Copy out the data exactly as it appears, without a single image.
* * *
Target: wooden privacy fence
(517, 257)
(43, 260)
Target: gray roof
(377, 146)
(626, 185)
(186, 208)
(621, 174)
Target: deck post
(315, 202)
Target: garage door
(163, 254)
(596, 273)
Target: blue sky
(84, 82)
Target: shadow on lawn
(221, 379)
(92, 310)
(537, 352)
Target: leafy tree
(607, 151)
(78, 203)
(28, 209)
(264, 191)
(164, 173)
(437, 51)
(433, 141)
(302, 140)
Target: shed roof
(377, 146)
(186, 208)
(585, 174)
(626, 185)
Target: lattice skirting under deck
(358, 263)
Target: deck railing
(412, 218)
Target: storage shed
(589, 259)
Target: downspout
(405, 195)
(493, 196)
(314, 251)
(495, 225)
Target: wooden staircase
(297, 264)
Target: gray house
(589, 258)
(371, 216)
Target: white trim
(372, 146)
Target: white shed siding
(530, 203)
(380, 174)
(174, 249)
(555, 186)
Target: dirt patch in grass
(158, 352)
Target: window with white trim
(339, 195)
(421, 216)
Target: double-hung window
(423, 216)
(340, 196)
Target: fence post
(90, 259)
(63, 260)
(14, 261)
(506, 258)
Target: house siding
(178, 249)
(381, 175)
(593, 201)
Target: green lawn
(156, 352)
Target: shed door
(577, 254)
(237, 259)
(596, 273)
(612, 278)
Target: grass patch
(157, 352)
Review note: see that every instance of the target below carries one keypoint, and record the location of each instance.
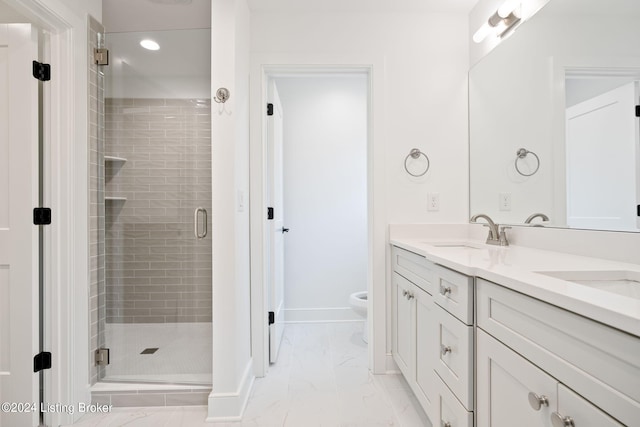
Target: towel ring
(414, 154)
(521, 154)
(222, 95)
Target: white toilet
(358, 302)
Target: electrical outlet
(504, 201)
(433, 202)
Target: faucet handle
(503, 235)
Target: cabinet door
(404, 338)
(581, 411)
(506, 383)
(454, 355)
(425, 349)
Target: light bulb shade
(482, 33)
(149, 44)
(508, 7)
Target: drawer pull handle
(537, 402)
(559, 421)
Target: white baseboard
(228, 407)
(329, 314)
(392, 367)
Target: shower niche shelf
(114, 159)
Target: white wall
(426, 64)
(325, 194)
(419, 64)
(232, 371)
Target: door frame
(263, 67)
(66, 193)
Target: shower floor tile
(183, 354)
(321, 379)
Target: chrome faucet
(536, 215)
(494, 236)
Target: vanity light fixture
(149, 44)
(500, 22)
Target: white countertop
(516, 267)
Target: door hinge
(102, 357)
(41, 71)
(101, 56)
(42, 361)
(41, 216)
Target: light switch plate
(433, 202)
(504, 201)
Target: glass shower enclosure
(154, 314)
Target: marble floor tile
(321, 379)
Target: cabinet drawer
(413, 267)
(598, 362)
(448, 411)
(454, 355)
(582, 412)
(454, 293)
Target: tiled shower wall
(96, 200)
(156, 269)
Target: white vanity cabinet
(413, 338)
(540, 365)
(513, 391)
(433, 341)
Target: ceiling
(146, 15)
(9, 15)
(380, 6)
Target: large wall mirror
(553, 126)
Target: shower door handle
(196, 223)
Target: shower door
(155, 317)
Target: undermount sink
(626, 283)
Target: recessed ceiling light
(149, 44)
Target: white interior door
(276, 226)
(602, 145)
(18, 235)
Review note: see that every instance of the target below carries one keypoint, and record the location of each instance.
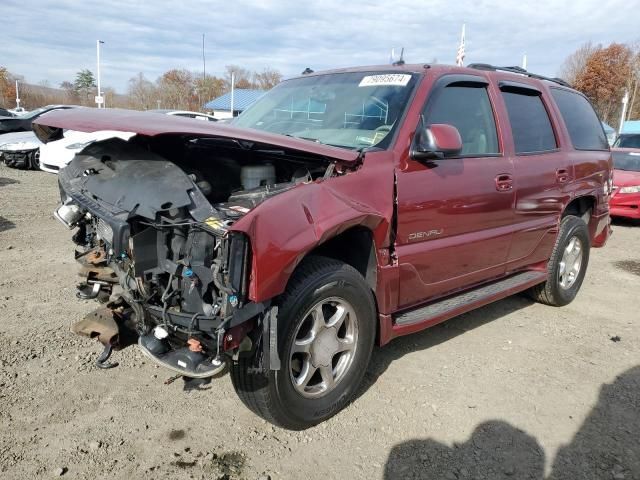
* * *
> [Exercise result]:
Target: wooden privacy fence
(517, 257)
(43, 260)
Target: gray roof
(377, 146)
(626, 185)
(186, 208)
(621, 174)
Target: deck post
(315, 202)
Target: garage door
(163, 254)
(596, 273)
Target: blue sky
(84, 82)
Target: shadow on lawn
(221, 379)
(92, 310)
(537, 352)
Target: leafy tree
(607, 151)
(78, 203)
(28, 209)
(264, 191)
(164, 173)
(437, 51)
(433, 141)
(302, 140)
Target: shed roof
(377, 146)
(186, 208)
(585, 174)
(626, 185)
Target: lattice skirting under deck
(358, 263)
Target: deck railing
(412, 218)
Target: storage shed
(589, 259)
Target: downspout
(405, 195)
(493, 196)
(314, 251)
(495, 225)
Target: wooden staircase
(297, 264)
Target: gray house
(589, 258)
(371, 216)
Target: white trim
(372, 146)
Target: white shed siding
(530, 203)
(380, 174)
(174, 249)
(555, 186)
Target: dirt patch in grass
(158, 352)
Target: window with white trim
(339, 195)
(421, 216)
Target: double-hung window
(423, 216)
(340, 196)
Target: fence post
(90, 259)
(63, 260)
(14, 261)
(506, 258)
Target: house siding
(178, 249)
(381, 175)
(593, 201)
Target: green lawn
(156, 352)
Target: shed door
(577, 254)
(237, 259)
(596, 273)
(612, 278)
Target: grass patch
(157, 352)
Review note: see that every instance of the target below carries one keypoint, and record the location of each instance.
Target: towel ring
(414, 154)
(521, 154)
(222, 95)
Target: white toilet
(358, 302)
Target: electrical outlet
(504, 201)
(433, 202)
Target: faucet handle
(503, 235)
Target: cabinet door
(404, 338)
(581, 411)
(506, 383)
(454, 355)
(425, 349)
Target: light bulb shade
(482, 33)
(149, 44)
(508, 7)
Target: drawer pull handle
(537, 402)
(559, 421)
Target: white baseboard
(228, 407)
(329, 314)
(392, 367)
Target: shower niche shelf
(114, 159)
Target: white wall
(426, 64)
(325, 194)
(419, 64)
(232, 371)
Target: door frame
(263, 67)
(66, 193)
Target: shower floor tile
(183, 354)
(321, 379)
Target: chrome faucet
(536, 215)
(494, 236)
Target: vanity light fixture
(149, 44)
(500, 22)
Target: white countertop
(516, 267)
Target: door hinge
(102, 357)
(41, 71)
(101, 56)
(42, 361)
(41, 216)
Target: light switch plate
(433, 202)
(504, 201)
Target: glass shower enclosure
(154, 314)
Target: marble floor tile
(321, 379)
Target: cabinet drawer
(413, 267)
(598, 362)
(448, 411)
(454, 355)
(582, 412)
(454, 293)
Target: tiled shower wall
(96, 200)
(156, 269)
Target: white vanity cabinet
(413, 338)
(540, 365)
(513, 391)
(433, 341)
Target: ceiling
(146, 15)
(9, 15)
(380, 6)
Target: large wall mirror
(553, 126)
Target: shower door handle
(196, 223)
Target: shower door
(155, 317)
Target: undermount sink
(626, 283)
Target: recessed ceiling light
(149, 44)
Target: white interior door
(276, 226)
(602, 145)
(18, 235)
Review note: see that every instance of the target below carries one keypoint, and record the location of each instance.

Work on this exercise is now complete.